*** Entries supplied ***
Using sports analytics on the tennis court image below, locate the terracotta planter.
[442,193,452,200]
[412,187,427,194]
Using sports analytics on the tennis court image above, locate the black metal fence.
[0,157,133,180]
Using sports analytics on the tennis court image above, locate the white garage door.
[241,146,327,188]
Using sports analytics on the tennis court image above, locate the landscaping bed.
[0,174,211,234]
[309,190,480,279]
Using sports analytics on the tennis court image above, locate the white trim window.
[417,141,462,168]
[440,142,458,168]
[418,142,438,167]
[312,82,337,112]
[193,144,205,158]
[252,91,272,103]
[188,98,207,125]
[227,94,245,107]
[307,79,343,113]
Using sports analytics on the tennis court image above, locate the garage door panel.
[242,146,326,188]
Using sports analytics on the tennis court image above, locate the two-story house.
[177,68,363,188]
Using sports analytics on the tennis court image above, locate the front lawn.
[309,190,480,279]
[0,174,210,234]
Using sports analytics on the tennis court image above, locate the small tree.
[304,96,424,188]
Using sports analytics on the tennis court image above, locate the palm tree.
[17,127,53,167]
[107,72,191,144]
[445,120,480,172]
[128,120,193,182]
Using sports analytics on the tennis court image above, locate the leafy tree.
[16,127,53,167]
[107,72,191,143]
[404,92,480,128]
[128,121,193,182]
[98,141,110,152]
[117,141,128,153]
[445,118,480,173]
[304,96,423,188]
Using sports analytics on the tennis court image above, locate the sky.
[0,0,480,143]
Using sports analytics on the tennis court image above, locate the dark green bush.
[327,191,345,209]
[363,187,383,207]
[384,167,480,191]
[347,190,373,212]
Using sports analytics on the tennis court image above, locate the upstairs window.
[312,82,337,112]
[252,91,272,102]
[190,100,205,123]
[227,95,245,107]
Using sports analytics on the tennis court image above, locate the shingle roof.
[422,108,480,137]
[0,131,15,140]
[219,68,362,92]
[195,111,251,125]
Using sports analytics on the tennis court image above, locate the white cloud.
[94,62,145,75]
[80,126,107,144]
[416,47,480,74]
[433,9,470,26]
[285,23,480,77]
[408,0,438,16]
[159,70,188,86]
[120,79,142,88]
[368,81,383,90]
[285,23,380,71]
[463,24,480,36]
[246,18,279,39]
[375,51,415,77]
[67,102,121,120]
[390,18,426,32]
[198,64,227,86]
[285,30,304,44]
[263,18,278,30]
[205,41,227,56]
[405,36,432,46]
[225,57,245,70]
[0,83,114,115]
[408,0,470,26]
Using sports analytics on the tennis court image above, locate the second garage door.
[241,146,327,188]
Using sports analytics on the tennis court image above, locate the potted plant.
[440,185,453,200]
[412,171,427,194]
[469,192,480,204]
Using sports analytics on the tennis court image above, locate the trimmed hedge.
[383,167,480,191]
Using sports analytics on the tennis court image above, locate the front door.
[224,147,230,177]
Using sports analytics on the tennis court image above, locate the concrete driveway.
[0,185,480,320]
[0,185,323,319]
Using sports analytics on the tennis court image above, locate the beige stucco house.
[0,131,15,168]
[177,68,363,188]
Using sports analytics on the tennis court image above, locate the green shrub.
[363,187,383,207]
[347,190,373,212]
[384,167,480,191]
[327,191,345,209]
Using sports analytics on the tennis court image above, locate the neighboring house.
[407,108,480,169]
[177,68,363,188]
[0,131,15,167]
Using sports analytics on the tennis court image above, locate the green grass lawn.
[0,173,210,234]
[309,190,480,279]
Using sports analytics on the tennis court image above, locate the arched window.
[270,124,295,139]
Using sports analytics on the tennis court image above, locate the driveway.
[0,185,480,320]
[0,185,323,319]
***
● **What is being asked**:
Update the entries above by replacing "sports analytics" with "object detection" wherever it occurs, keeping every other word as it stands.

● **Result of this task**:
Using object detection on the tennis court image below, locate the terracotta planter.
[442,193,452,200]
[412,187,427,194]
Using object detection on the tennis court image above, locate the black metal fence.
[0,157,133,180]
Using object detection on the tennis court image above, locate the white garage door.
[241,146,327,188]
Using object detection on the tennis court image above, locate the landscaping bed.
[0,174,211,234]
[309,190,480,279]
Using object detection on the tennis court image above, locate the white trim window.
[417,141,462,168]
[440,142,458,168]
[418,142,438,167]
[312,82,337,112]
[193,144,205,158]
[252,91,272,103]
[188,98,207,125]
[227,94,245,107]
[307,79,343,113]
Using object detection on the tennis court image above, locate the garage door panel.
[242,146,326,188]
Using object detection on the tennis court image above, locate the two-story house.
[177,68,363,188]
Using object detection on the tennis court image above, locate the front lawn.
[309,190,480,279]
[0,174,210,234]
Using object detection on the tennis court image above, locate the small tree.
[304,96,424,188]
Using object detection on the tennis court image above, locate the palm tree.
[17,127,53,167]
[107,72,191,144]
[445,120,480,172]
[128,120,193,182]
Using object detection on the tennis court image above, locate the leafy tree.
[16,127,53,167]
[107,72,191,143]
[404,92,480,128]
[128,121,193,182]
[98,141,110,152]
[117,141,128,153]
[445,118,480,173]
[304,96,423,188]
Using object detection on the tennis court image above, locate the sky.
[0,0,480,143]
Using object detection on the tennis court image above, locate the dark green bush.
[327,191,345,209]
[363,187,383,207]
[384,167,480,191]
[347,190,373,212]
Using object detection on the tennis court image above, locate the upstairs window.
[312,82,337,112]
[252,91,272,102]
[190,100,205,123]
[227,95,245,107]
Using object detection on the tennis court image above, locate the shingle roof.
[422,108,480,137]
[0,131,15,140]
[219,68,362,92]
[195,111,251,125]
Using object detection on the tennis court image above, locate the white cloud.
[94,62,145,75]
[80,126,107,144]
[416,47,480,74]
[433,9,470,26]
[285,23,480,77]
[408,0,438,16]
[159,70,188,86]
[120,79,142,88]
[368,81,383,90]
[285,23,380,71]
[463,24,480,36]
[246,18,279,39]
[375,51,415,77]
[67,102,121,120]
[390,18,426,32]
[198,64,227,86]
[285,30,304,44]
[263,18,278,30]
[205,41,227,56]
[405,36,432,46]
[225,57,245,70]
[0,83,114,115]
[408,0,470,26]
Using object detection on the tennis court image above, locate the second garage door.
[241,146,327,188]
Using object detection on the tennis court image above, locate the potted plant.
[440,185,453,200]
[412,171,427,194]
[469,192,480,204]
Using object detection on the tennis court image above, locate the trimmed hedge.
[383,167,480,191]
Using object detection on the tennis court image above, locate the front door.
[224,147,230,177]
Using object detection on the tennis court image above, locate the concrete driveway.
[0,185,480,320]
[0,185,323,319]
Using object detection on the tennis court image above, locate the beige stucco house.
[0,131,15,168]
[177,68,363,188]
Using object detection on the tennis court image above, locate the green shrub.
[363,187,383,207]
[347,190,373,212]
[384,167,480,191]
[327,191,345,209]
Using object detection on the tennis court image above, locate the neighboring house.
[407,108,480,169]
[177,68,363,188]
[0,131,15,167]
Using object detection on the tennis court image above, locate the green grass lawn.
[0,173,210,234]
[309,190,480,279]
Using object detection on the tennis court image above, locate the arched window.
[270,124,295,139]
Using object detection on the tennis court image above, locate the driveway.
[0,185,480,320]
[0,185,323,319]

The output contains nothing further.